* [Activities]:
(1) List every kind of tea that the online discussion about what counts as tea names.
(2) In the online discussion about what counts as tea, how does one commenter get hot water from the coffee machine?
(3) From the online discussion about what counts as tea, return the passage starting with "Coffee is made from seeds" and going on through "Speak for yourself.".

== Text excerpt

True, I forgot about that!
Thank you. I am horrified that I had to scroll past a discussion of “is pho tea”? to get here. The so-called purist has never even made a proper cup of tea! So obviously pho is NEVER tea, since stock is extensively boiled.
It depends of the kind of tee your using. Once I bought the wrong type of turkish tea and next thing I now I’m boiling my tea during month so I don’t drink a slighty darker version of hot water.
Coffee is the best tea
Coffee ≠ tea. Coffee is made from beans and tea is made from leaves. That’s why tea tastes like grass clippings.
Coffee is made from seeds actually
Ackchyually, coffee is made from dried berries that people call beans for some reason
It’s ingredient neutral then.
I have a Yogi tea with curry here. Sold as tea.
Ginger tea though. It’s fine not to consider that tea, but if you do call it tea, you have to let coffee in too.
Counterpoint - coffee and tea are both soup.
Aren’t they closer to stock? You don’t eat the boiled ingredient.
Speak for yourself.
Beef tea was when people would boil jerky to rehydrate it. I actually do that at work sometimes! Most nights I enjoy bouillon broth on its own, but occasionally I’ll spruce it up with a little jerky, and it actually thicken up and get more tender! It also GREATLY enhances the flavor of the broth. When the dry night air of the office is bothering my throat, nothing satisfies quite like warm broth.
(I get hot water by not putting any coffee grounds in the coffee machine. I also use this to prepare tea on occasion, and also ramen cups every once in a blue moon)
+1 for coffee machine cup ramen, a very useful technique that I implement often.
If you boil coffee it’ll be over extracted, bitter, and nasty.
I’m sorry, but BOILING? You do not BOIL tea leaves unless you are an absolute heathen. You may pour just-off-the-stove, formerly boiling water over black tea leaves, making the tea about 210 degrees Fahrenheit. But you do NOT put allow water with tea leaves in it to BOIL unless you are seriously deranged.

====
== Input data

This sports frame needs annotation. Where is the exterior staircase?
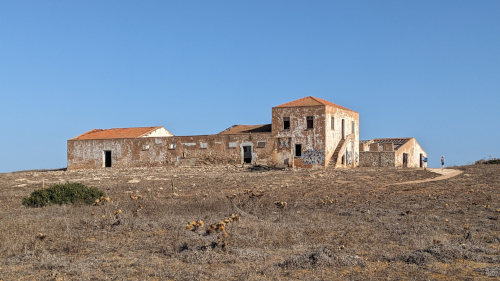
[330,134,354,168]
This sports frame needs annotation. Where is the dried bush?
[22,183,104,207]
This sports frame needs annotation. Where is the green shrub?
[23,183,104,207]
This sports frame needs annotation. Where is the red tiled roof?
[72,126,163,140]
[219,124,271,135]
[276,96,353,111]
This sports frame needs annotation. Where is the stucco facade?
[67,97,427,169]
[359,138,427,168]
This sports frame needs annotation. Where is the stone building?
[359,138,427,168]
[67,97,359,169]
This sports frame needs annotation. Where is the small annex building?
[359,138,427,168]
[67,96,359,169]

====
== Input data

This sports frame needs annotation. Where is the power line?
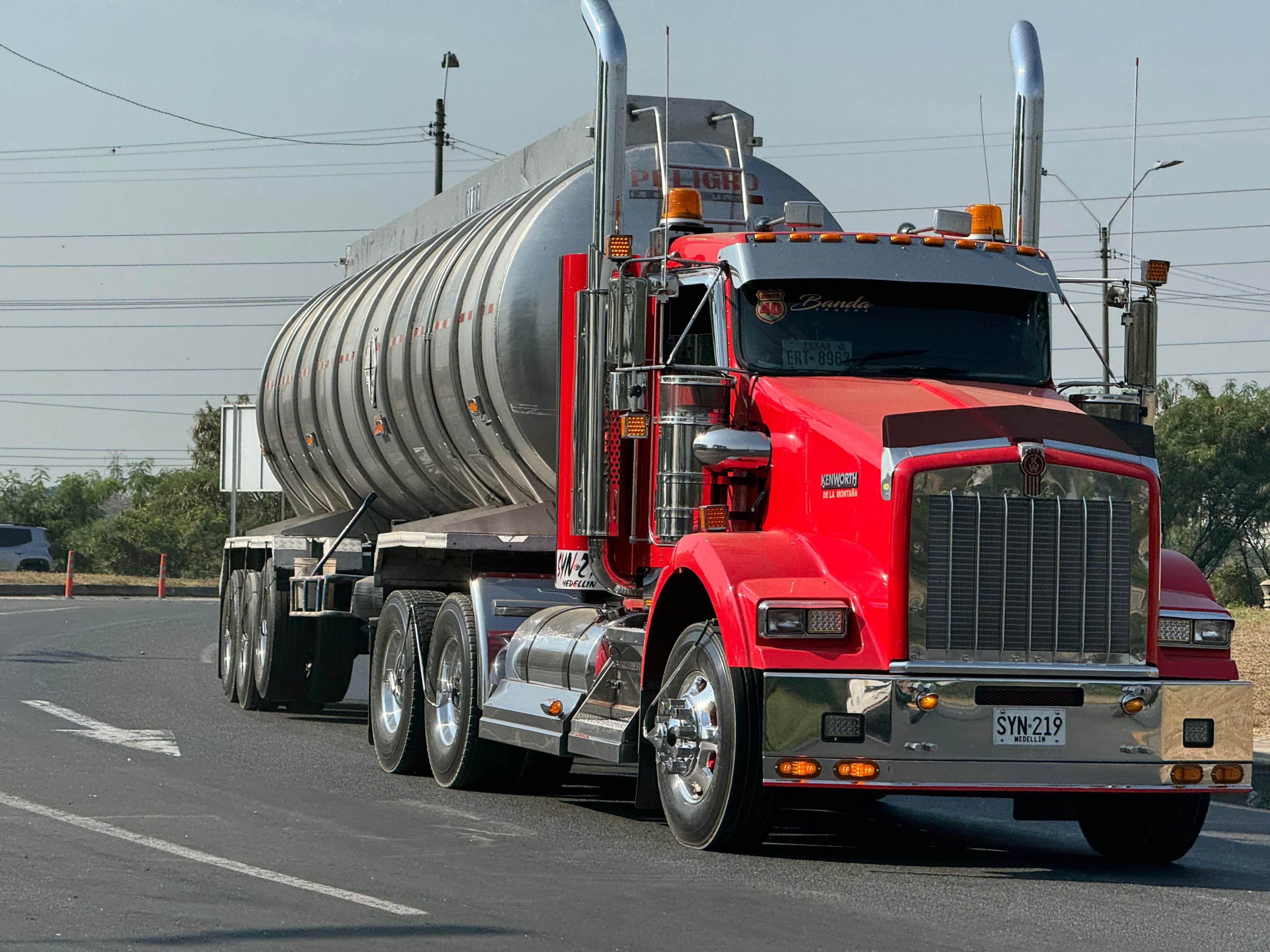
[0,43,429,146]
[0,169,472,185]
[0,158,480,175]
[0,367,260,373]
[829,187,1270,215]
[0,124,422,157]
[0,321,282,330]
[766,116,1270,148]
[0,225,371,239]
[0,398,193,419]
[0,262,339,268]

====
== Input data

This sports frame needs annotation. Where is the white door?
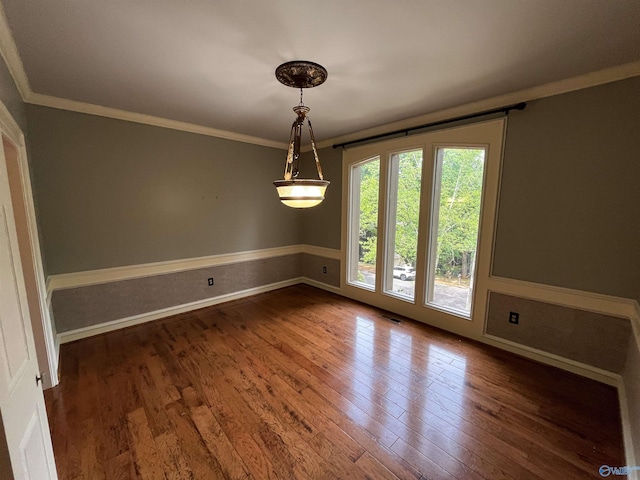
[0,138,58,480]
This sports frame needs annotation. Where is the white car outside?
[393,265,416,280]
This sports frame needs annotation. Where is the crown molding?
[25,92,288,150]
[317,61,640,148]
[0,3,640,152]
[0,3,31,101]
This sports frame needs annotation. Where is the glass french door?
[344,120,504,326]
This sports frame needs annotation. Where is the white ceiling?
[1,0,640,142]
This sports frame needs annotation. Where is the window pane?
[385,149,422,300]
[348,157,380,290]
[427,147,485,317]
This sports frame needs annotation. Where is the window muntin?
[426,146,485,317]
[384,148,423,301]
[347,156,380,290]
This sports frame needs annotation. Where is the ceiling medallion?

====

* [Answers by item]:
(1)
turkish tea
Yogi tea with curry
ginger tea
beef tea
black tea

(2) By not putting any coffee grounds in the coffee machine.

(3)
Coffee is made from seeds actually
Ackchyually, coffee is made from dried berries that people call beans for some reason
It’s ingredient neutral then.
I have a Yogi tea with curry here. Sold as tea.
Ginger tea though. It’s fine not to consider that tea, but if you do call it tea, you have to let coffee in too.
Counterpoint - coffee and tea are both soup.
Aren’t they closer to stock? You don’t eat the boiled ingredient.
Speak for yourself.